**PAGE TEXT:**
*** Block opens ***

What a difference a year makes - check out these links for a review of some of the developments and advancements in cancer and cancer treatment over the past year:
- This list mentions the nicotine patch among other great scientific advancements
- And Cancer.net breaks down their list into categories like standards of care, prevention & screening, and various cancers
- The Sun Protection Group list highlights the top developments in the protection of our largest organ (skin - in case you don’t know)
Fixmychemobrain is a real-life twitter user name and it expresses the way many patients feel after going through chemo. Their minds are foggy, their memory is bad, they forget names, and have trouble concentrating. It is not just in their head, studies are showing that the chemicals used in chemotherapy may have a detrimental effect on brain cells and nerves (note: all chemo-therapies differ). This condition is now being recognized as chemo brain.
Admitting there is a problem is the first step (talking about the doctors here, not the patients). The next steps are to visit some helpful websites like Health After Chemo and Cancer.Org. Educate yourself and more importantly, educate those around you, many caregivers and family members think that once treatment is over, cancer is over. Some of the effects of chemo can last for a year or more after treatment. The more people you have on your team, the better. Stay informed, ask for help, and you may not have to carry a chalkboard around your neck (like post-stroke Anthony Hopkins in Legends of the Fall) forever.

*** Block closes ***

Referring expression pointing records
*** Block opens ***

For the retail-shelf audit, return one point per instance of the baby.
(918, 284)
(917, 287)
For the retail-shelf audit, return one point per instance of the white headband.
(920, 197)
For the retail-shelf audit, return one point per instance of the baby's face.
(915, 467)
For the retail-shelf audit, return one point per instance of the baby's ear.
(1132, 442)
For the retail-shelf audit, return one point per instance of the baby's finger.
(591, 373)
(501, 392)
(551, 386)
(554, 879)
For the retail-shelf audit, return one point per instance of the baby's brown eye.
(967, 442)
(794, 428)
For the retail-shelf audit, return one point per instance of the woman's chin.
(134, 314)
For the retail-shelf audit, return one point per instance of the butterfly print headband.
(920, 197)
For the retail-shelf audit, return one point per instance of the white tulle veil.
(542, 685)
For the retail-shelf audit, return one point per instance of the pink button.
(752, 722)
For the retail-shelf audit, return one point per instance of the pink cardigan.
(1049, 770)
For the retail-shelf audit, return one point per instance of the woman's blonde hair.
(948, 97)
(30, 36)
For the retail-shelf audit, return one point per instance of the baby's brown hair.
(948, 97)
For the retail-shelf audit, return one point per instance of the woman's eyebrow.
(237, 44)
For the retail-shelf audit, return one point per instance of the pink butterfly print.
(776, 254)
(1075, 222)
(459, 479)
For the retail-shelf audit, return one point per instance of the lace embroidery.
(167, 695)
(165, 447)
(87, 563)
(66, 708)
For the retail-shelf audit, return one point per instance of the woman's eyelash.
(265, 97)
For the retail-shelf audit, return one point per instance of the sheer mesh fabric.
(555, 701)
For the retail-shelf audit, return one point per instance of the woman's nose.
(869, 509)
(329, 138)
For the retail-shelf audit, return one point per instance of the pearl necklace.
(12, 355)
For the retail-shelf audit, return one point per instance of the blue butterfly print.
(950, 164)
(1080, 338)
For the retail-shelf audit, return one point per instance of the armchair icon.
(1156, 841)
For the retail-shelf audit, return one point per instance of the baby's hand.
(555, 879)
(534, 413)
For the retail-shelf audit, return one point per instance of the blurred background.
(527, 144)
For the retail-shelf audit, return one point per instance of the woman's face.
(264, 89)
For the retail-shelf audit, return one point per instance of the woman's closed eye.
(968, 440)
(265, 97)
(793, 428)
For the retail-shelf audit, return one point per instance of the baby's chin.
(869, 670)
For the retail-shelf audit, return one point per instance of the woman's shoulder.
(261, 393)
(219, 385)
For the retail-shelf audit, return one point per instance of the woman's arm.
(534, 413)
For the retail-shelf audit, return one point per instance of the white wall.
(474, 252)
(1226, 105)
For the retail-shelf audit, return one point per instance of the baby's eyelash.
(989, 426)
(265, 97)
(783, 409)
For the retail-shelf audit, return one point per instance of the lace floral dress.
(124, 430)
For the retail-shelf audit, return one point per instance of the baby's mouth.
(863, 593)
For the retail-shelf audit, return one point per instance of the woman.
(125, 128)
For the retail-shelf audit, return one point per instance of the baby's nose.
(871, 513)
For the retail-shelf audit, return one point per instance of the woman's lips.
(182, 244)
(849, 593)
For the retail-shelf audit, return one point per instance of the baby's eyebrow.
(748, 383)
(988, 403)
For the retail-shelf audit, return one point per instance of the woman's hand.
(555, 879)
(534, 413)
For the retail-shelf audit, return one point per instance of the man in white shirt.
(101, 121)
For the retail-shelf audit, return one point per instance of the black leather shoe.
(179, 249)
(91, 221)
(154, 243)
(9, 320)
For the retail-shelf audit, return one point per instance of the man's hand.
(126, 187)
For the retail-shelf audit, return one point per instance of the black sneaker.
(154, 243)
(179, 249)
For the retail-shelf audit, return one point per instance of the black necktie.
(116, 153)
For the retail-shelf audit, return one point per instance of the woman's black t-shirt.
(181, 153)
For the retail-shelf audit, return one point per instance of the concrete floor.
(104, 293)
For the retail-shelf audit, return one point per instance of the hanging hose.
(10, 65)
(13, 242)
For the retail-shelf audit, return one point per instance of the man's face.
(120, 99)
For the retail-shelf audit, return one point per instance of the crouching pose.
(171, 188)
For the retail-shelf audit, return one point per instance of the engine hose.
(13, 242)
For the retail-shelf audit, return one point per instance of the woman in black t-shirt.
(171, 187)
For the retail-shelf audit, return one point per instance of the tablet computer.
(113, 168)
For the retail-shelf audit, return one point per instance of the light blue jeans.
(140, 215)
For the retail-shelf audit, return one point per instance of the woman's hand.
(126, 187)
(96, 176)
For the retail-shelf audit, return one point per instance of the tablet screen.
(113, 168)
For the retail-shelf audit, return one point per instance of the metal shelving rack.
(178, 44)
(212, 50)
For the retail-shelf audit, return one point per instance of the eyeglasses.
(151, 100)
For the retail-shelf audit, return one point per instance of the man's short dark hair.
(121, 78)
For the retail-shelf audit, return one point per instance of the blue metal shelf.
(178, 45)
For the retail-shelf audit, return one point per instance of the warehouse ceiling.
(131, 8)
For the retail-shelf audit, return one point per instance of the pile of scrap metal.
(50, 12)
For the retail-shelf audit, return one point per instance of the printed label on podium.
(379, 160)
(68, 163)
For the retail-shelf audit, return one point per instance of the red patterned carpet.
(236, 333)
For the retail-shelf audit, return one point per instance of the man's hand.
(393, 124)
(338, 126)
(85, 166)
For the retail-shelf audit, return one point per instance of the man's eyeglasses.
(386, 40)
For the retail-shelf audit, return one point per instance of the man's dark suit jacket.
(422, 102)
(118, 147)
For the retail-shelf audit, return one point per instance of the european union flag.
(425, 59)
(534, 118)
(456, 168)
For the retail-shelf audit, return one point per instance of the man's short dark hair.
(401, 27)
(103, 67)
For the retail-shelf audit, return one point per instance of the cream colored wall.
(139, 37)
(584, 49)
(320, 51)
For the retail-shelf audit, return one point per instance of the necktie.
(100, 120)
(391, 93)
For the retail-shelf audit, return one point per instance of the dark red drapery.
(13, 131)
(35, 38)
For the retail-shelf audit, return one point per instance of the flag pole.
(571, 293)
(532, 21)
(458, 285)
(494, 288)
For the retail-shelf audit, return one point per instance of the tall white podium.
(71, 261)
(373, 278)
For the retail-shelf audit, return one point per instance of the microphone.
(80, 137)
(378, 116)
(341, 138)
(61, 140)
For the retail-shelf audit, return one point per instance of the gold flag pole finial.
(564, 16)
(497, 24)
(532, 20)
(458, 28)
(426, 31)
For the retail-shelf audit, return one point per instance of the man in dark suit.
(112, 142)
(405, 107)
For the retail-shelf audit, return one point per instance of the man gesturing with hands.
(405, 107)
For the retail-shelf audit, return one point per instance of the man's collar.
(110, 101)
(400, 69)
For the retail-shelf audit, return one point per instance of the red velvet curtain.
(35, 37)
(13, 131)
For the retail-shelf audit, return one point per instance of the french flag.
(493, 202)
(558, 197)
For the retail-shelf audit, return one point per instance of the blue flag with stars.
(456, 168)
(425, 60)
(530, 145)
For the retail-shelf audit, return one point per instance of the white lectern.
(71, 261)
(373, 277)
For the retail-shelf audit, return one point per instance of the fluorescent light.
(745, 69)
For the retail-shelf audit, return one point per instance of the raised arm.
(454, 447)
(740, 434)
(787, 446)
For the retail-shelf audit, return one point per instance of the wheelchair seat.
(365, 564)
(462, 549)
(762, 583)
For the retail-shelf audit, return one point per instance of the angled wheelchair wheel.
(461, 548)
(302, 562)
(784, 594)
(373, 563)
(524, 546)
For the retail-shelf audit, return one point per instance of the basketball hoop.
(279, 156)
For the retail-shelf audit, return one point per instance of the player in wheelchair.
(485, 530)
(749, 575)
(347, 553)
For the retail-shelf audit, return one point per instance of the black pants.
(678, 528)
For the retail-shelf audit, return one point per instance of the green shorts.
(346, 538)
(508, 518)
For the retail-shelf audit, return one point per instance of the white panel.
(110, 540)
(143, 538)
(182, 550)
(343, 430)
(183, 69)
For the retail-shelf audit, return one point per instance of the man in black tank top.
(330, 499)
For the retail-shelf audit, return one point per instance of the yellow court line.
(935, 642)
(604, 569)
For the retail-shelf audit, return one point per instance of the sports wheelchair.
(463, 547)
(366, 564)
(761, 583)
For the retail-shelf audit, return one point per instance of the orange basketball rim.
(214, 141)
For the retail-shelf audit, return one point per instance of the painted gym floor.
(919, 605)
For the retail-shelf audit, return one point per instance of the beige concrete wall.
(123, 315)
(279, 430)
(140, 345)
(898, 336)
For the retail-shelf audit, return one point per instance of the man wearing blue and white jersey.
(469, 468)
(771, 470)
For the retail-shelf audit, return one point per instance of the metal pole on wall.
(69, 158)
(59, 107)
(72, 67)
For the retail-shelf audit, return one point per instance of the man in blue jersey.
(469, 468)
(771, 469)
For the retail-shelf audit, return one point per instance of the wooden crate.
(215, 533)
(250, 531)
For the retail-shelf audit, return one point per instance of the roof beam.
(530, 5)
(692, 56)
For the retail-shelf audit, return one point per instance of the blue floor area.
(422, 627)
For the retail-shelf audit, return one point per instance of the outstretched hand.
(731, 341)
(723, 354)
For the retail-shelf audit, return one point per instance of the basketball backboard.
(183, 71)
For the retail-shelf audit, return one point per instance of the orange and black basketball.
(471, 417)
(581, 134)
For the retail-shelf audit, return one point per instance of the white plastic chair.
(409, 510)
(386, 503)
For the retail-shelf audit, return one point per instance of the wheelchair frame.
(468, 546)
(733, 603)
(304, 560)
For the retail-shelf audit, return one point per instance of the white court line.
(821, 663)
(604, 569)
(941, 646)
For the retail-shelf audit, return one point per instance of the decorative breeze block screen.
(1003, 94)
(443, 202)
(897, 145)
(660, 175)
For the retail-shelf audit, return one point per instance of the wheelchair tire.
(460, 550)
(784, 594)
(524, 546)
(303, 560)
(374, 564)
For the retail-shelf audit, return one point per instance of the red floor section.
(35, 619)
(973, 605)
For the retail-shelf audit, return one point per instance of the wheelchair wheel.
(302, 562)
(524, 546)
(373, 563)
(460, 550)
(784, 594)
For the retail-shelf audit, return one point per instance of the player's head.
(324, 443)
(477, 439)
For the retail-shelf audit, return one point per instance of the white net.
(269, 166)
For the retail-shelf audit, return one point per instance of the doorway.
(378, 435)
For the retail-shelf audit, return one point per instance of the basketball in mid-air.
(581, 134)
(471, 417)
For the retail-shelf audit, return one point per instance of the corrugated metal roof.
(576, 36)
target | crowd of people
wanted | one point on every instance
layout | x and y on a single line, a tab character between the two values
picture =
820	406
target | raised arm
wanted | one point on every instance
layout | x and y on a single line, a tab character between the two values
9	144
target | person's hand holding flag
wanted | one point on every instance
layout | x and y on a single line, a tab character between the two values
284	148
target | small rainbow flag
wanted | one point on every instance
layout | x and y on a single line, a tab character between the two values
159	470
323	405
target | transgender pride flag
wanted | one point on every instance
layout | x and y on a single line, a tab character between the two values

*** Block closes ***

**WORK INSTRUCTIONS:** Continue the post on cancer treatment advances and chemo brain from its last sentence.

**RESPONSE AREA:**
The National Cancer Institute website says that, “Cancer patients are at great risk for developing insomnia and disorders of the sleep-wake cycle.” It is extremely important to address sleep disorders because, “Anxiety and depression, common psychological responses to the diagnosis of cancer, cancer treatment, and hospitalization, are highly correlated with insomnia.”
We can’t know which comes first, the insomnia or the anxiety and depression. Or can we? Recent findings, like the study featured in this TIME magazine article, show that dreaming (usually only done in stages of REM sleep) has a helpful emotional processing function that helps us cope with our waking life. If we are not getting enough sleep, we don’t enter REM sleep and can’t benefit from this effect. The price we pay in our waking life, according to the article, is irritability, depression, and anxiety. Lack of sleep can also have and effect on pain tolerance, the ability to make decisions and read emotions in others. All of those side effects are things that can make cancer treatment near unbearable and even worse, have lasting psychological repercussions. Many patients continue to suffer from anxiety and depression long after their physical treatment is finished. Sleep problems could very well be a factor.
Sleep dissorders can be prevented and they are something that you should discuss with your doctor as soon as possible.